→ SELECTED PASSAGE

·····

Sloper on Mah Jongg

By Tom Sloper

Copyrighted material. Reprinted with permission from the author.

American Mah Jongg (2016 NMJL card). It’s that time of the year when hearts beat faster, the world appears brighter, and life blossoms anew… when the mail carrier brings the new National Mah Jongg League card. So the blessed event has arrived. The shiny new card is in our hands. Let’s dissect it.

2016 #3 – This hand contains the only legally exposable dragon pung on the 2016 card. It’s actually the norm that a card contain no exposable dragon pungs. This year, if a player exposes a pung of white dragons, you know what hand she is making, and you cannot call her dead. It is still incorrect, though, to expose a pung of green or red dragons; those are all concealed hands.

2016 #5 – As usual, the bottom hand of this section and others is a concealed hand. And this hand follows a classic pattern: four pungs and a pair. That kind of hand is the easiest to make, which is why you never see a four pungs and a pair hand marked X on the card. Marking the hand C, instead, amps up the hand’s difficulty, thus increasing its value. This pattern is found at the bottom of Evens, Consec., and Odds as well. Don’t be fooled by that C; this type of hand is imminently attainable.

·····

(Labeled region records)

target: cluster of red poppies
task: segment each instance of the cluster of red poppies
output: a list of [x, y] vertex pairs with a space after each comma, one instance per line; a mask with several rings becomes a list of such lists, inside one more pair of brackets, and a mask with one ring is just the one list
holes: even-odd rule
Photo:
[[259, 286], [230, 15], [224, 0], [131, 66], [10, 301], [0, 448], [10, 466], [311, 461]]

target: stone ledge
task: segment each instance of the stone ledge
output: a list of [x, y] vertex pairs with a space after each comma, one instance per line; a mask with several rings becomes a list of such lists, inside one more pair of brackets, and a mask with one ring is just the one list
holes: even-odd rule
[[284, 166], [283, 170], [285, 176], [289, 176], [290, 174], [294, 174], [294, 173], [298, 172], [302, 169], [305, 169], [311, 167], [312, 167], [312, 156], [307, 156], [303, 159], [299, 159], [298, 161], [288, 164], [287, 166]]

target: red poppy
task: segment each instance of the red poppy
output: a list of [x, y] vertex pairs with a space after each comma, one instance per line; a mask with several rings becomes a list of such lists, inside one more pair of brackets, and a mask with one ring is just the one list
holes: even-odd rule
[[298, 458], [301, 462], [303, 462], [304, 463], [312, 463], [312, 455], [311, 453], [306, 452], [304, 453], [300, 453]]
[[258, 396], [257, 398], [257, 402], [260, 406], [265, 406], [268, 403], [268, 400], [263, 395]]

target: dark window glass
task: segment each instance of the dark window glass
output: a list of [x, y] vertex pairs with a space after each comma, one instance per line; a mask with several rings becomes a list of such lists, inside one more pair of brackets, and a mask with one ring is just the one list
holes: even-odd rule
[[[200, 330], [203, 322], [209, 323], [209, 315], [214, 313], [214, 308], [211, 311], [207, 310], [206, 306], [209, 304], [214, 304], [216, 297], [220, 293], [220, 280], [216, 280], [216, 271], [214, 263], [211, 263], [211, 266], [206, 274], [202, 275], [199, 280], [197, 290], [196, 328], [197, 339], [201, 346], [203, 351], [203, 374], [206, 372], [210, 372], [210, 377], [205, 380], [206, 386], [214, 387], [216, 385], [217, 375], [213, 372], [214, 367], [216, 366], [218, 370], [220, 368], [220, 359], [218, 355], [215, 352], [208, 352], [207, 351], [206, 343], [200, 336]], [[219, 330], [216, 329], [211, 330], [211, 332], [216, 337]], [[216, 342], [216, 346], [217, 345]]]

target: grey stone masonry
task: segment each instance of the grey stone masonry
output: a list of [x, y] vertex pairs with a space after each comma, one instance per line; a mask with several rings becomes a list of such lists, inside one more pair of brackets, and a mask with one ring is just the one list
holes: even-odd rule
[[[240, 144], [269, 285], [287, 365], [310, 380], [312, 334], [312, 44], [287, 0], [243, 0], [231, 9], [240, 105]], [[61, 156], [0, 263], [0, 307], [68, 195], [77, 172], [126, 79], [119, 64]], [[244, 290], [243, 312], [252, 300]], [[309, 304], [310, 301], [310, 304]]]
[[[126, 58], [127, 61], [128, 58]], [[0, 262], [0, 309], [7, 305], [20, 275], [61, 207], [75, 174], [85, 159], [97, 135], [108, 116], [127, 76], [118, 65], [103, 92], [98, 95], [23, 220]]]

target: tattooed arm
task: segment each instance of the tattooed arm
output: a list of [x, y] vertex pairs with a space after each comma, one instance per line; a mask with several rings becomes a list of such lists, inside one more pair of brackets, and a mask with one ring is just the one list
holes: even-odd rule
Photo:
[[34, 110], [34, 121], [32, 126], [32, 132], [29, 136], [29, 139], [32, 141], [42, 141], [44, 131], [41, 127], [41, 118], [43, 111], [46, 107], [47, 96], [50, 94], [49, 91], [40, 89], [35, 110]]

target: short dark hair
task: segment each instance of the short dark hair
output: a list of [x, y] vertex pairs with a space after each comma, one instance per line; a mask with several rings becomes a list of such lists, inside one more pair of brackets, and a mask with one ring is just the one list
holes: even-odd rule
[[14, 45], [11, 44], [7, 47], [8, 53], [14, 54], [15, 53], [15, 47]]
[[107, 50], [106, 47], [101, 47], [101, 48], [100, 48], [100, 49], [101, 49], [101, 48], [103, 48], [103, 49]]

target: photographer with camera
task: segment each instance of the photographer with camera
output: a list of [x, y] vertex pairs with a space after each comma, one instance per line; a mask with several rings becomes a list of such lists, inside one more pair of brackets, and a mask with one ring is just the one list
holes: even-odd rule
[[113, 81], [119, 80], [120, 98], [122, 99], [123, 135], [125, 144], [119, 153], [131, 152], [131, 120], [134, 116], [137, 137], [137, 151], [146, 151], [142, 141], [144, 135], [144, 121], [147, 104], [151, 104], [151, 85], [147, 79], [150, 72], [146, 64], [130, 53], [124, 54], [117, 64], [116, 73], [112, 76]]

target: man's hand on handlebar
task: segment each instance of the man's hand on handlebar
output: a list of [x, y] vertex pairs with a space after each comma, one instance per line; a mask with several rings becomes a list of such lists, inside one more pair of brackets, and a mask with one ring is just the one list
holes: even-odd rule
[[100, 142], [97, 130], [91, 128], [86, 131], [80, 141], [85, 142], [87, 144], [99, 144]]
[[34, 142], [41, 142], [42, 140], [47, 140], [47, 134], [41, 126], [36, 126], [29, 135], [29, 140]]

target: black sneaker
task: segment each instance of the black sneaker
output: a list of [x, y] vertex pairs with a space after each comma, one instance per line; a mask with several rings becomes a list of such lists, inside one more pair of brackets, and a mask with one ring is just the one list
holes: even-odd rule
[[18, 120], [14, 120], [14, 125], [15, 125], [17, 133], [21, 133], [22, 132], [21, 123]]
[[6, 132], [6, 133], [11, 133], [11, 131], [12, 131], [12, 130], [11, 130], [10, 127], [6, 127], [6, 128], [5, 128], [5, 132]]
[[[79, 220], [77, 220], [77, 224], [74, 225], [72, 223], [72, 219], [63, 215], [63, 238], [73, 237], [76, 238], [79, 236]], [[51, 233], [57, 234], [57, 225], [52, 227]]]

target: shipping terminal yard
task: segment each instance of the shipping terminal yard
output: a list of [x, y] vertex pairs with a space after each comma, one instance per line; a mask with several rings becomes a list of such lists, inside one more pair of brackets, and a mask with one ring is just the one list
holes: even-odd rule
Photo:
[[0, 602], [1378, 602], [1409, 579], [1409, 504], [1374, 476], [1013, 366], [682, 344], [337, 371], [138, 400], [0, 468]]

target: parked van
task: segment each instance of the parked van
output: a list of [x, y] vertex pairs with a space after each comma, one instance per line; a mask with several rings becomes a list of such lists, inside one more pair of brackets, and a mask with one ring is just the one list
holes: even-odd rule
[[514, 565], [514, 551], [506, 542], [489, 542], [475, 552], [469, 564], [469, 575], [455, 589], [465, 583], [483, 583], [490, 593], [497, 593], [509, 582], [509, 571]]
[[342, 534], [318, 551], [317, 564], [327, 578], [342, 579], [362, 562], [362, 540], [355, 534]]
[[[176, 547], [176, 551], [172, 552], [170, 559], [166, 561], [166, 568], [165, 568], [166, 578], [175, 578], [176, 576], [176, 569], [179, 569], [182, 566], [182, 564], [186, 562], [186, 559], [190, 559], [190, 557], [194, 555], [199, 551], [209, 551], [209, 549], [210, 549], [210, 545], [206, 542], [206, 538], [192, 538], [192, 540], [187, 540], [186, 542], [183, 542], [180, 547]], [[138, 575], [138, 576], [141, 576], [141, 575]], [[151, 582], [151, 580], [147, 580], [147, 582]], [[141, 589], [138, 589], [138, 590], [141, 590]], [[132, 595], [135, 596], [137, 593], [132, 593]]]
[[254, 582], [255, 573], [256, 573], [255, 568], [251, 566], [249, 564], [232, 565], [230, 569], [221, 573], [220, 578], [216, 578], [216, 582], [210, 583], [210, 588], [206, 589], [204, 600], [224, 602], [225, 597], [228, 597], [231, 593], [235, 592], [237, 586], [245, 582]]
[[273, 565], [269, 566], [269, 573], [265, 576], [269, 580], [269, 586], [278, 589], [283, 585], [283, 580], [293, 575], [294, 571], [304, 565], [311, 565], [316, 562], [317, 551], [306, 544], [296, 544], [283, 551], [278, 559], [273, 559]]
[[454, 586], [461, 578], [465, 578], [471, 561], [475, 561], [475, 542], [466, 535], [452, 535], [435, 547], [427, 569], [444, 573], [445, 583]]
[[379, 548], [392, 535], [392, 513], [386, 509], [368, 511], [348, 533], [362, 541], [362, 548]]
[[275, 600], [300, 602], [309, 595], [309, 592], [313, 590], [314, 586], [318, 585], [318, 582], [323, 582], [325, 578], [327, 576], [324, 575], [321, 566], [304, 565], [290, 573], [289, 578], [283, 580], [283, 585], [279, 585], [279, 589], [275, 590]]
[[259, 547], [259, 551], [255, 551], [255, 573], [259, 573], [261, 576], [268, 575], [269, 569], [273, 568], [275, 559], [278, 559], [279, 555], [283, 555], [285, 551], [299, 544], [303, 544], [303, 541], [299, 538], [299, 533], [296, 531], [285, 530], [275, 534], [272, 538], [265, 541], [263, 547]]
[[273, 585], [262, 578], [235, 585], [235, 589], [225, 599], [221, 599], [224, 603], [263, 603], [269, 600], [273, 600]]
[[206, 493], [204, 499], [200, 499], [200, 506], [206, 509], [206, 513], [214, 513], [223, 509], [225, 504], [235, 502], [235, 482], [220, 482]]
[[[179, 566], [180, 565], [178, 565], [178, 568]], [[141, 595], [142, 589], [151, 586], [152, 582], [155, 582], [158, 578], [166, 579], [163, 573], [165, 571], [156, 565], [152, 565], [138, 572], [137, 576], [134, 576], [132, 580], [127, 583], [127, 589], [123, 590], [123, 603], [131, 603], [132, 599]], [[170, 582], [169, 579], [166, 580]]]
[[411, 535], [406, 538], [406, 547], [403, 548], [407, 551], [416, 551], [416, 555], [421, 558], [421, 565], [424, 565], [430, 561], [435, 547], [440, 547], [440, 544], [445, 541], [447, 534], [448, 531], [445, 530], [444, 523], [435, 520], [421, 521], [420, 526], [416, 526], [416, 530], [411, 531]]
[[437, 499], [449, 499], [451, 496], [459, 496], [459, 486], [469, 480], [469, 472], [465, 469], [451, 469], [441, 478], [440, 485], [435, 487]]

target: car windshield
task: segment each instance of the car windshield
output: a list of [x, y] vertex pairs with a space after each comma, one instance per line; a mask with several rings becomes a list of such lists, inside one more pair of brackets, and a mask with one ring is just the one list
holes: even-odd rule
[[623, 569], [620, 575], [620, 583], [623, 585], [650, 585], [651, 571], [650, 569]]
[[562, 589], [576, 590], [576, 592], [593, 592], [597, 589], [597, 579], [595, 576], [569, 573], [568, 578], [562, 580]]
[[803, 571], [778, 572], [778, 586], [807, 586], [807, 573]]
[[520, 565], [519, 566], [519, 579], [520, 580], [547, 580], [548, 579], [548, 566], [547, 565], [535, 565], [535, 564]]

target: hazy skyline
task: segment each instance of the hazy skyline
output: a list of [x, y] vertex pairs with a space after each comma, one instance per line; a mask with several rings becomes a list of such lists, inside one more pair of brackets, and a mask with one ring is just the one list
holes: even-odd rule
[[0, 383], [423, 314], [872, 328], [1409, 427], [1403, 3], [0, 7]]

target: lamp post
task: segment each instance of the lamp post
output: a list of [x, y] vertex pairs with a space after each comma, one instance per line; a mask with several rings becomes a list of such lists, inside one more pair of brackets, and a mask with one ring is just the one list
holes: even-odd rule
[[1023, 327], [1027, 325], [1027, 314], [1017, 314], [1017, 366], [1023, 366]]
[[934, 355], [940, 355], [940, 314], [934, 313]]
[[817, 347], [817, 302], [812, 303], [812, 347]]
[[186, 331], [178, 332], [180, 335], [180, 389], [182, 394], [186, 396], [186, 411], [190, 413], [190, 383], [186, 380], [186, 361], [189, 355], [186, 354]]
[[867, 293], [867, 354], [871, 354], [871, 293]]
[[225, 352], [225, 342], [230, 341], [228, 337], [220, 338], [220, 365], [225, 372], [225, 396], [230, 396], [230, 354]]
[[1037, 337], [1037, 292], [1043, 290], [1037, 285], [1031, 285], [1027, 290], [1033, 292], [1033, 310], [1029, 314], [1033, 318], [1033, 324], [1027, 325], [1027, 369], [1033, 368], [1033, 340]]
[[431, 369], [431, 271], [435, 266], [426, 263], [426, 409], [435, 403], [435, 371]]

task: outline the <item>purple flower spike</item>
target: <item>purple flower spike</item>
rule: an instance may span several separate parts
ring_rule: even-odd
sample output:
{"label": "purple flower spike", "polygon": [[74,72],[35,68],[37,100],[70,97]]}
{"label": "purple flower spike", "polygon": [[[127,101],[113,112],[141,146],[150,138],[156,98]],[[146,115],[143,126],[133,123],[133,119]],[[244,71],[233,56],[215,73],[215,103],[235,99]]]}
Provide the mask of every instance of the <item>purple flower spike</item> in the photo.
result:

·····

→ THE TASKS
(A) Which dragon colors does the Mah Jongg column mention?
(B) In the Mah Jongg column, what classic pattern does hand 2016 #5 follow?
The records can be ignored.

→ ANSWERS FOR THE EXERCISE
(A) White, green, red

(B) Four pungs and a pair.